* **RECORDS TO PROCESS**
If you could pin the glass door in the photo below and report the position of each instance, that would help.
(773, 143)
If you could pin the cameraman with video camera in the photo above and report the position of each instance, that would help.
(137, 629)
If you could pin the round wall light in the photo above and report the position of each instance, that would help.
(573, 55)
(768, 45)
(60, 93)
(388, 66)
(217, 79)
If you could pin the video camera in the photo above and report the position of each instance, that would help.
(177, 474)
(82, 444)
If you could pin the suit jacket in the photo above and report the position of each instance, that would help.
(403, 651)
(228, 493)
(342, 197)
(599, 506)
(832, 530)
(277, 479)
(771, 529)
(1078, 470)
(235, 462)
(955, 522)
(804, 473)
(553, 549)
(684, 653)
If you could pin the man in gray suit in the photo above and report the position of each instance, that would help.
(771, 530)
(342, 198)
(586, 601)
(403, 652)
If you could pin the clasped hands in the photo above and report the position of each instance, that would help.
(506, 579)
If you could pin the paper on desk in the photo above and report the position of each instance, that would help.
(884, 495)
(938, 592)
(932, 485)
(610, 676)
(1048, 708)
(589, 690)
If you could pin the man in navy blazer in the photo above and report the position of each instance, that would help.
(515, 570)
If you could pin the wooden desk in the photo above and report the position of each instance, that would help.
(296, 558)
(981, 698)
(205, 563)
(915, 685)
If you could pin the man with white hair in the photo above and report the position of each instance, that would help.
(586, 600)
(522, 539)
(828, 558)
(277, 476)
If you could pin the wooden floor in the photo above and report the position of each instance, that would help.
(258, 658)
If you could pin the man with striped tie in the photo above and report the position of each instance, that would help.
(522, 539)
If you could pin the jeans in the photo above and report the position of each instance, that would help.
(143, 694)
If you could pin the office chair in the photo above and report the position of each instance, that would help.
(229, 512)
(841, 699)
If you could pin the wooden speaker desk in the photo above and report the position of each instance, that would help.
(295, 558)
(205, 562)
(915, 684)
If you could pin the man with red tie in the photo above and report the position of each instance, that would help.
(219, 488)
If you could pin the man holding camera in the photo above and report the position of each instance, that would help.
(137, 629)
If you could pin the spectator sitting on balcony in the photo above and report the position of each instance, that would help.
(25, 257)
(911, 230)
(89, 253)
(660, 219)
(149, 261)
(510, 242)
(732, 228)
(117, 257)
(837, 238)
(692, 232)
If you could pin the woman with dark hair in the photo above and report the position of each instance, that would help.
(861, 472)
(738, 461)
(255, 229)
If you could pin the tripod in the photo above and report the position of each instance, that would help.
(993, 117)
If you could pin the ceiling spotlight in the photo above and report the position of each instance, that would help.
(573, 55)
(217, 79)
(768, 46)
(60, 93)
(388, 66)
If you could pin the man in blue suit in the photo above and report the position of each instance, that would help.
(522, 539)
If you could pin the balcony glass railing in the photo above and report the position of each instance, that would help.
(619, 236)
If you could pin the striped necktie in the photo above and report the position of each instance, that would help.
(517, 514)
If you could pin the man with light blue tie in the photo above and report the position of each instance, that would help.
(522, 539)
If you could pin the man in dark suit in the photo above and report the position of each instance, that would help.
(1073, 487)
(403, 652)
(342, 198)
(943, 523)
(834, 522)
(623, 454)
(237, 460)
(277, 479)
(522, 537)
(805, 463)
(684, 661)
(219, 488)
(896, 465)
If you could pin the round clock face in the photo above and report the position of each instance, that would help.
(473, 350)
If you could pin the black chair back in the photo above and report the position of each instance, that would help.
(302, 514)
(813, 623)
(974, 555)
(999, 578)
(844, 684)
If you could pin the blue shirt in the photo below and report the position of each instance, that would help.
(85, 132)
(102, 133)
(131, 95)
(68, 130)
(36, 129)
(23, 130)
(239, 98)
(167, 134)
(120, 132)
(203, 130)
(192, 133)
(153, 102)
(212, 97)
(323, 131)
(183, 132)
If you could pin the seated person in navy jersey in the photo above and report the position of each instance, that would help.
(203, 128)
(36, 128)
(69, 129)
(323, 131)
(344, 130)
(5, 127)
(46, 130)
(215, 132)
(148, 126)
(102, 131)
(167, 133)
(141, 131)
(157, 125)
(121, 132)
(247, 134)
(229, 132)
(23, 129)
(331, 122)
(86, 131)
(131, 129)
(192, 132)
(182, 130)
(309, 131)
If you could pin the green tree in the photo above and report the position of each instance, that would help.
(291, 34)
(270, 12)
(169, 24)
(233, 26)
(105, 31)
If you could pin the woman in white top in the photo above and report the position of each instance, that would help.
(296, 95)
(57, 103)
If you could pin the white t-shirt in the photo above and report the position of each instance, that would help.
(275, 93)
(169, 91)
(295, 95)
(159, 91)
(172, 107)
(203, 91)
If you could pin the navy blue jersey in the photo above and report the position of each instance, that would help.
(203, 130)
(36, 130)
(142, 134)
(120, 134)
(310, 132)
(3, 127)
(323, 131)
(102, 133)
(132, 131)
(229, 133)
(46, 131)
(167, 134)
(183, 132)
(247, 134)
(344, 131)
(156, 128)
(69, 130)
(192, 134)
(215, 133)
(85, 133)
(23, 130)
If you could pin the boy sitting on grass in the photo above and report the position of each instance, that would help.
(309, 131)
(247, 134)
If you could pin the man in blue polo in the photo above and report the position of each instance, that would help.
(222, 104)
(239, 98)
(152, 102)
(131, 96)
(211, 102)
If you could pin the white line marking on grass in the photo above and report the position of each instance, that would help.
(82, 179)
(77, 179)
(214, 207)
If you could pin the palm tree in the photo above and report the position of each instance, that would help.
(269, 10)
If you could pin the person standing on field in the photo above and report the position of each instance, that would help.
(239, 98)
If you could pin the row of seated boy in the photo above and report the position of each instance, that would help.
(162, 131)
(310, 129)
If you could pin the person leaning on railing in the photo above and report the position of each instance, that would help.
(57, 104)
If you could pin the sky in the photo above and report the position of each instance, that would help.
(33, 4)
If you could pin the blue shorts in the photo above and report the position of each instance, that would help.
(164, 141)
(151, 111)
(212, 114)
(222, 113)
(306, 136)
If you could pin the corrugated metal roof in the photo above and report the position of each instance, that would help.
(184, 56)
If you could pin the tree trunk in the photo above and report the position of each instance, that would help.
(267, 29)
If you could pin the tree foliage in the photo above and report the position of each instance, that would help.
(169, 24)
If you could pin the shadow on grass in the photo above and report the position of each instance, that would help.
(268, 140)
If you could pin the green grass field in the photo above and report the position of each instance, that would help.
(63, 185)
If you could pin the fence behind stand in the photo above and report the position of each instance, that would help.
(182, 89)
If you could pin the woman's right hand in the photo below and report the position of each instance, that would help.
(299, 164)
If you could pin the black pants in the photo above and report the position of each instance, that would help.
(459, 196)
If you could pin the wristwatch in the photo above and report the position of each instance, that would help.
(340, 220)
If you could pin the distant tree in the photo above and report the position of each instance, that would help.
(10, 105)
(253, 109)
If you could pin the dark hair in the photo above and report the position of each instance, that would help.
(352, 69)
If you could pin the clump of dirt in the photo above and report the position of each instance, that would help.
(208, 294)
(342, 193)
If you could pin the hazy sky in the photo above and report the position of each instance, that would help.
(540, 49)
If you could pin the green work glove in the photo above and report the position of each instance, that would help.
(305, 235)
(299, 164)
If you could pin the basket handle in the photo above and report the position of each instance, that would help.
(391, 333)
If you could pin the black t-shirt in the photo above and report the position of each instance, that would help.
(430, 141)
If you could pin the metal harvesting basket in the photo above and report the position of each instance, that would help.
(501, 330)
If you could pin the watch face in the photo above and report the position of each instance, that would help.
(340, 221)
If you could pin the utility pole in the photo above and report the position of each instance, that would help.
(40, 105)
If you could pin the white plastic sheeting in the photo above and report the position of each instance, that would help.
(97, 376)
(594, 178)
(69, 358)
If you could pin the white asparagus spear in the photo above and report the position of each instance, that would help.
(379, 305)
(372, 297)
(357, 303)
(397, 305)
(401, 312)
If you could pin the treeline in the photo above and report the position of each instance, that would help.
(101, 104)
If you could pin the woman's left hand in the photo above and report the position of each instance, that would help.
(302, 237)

* **SHORT EXERCISE**
Every line from the one containing "If you could pin the wristwatch" through the last line must be copied exactly; leave out the rest.

* **SOLUTION**
If you could pin the wristwatch in the photo above and report the position of each instance, that would help.
(340, 220)
If you could pin the distant tree in the photo above and report the position of each instance, that would help.
(10, 105)
(253, 109)
If you could pin the dark hair in the photo above and report the position of each instance, that would help.
(352, 69)
If you could pin the clump of dirt in the photo above and report the position of each instance, that would help.
(208, 294)
(342, 193)
If you could pin the hazy sky in the photo above and report the position of each instance, that would help.
(540, 49)
If you could pin the green work glove in the photo above and report the position of each instance, that would help.
(305, 235)
(299, 164)
If you could pin the basket handle in the photo above and report the position of each instance, that would help.
(391, 333)
If you could pin the black t-shirt in the photo above and report the position of each instance, that would help.
(430, 141)
If you could pin the metal harvesting basket in the photo above and report the position of each instance, that would help.
(501, 330)
If you could pin the watch face in the photo above and report the position of each instance, that would help.
(340, 221)
If you could pin the utility pole in the photo above and report the position of each instance, that would help.
(40, 105)
If you could pin the white plastic sheeting in the photo above and report the position of each instance, that would help.
(97, 376)
(594, 178)
(69, 358)
If you could pin the white asparagus spear in the photo above and report the position of each instance, that would help.
(379, 305)
(372, 297)
(357, 303)
(397, 305)
(401, 312)
If you could pin the treeline in the photo above and report the position of each instance, that would help.
(101, 104)
If you could pin the woman's left hand in the photo above and report the position of each instance, that would help.
(302, 237)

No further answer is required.